(Data extracted from a collection)
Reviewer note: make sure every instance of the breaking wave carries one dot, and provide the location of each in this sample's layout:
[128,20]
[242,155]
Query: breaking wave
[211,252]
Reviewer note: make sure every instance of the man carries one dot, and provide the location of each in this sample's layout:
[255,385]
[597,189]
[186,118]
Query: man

## WORK TO COMPLETE
Reproduce each entry word for word.

## EXERCISE SOLUTION
Reviewer note: make sure every instance of the breaking wave carries one dot, and provide the location of each in this sample's layout:
[128,20]
[242,155]
Query: breaking wave
[211,252]
Reviewer note: make sure every instance of the man carries one dot, and provide the location of each in this sample's layout:
[255,385]
[597,189]
[186,118]
Query: man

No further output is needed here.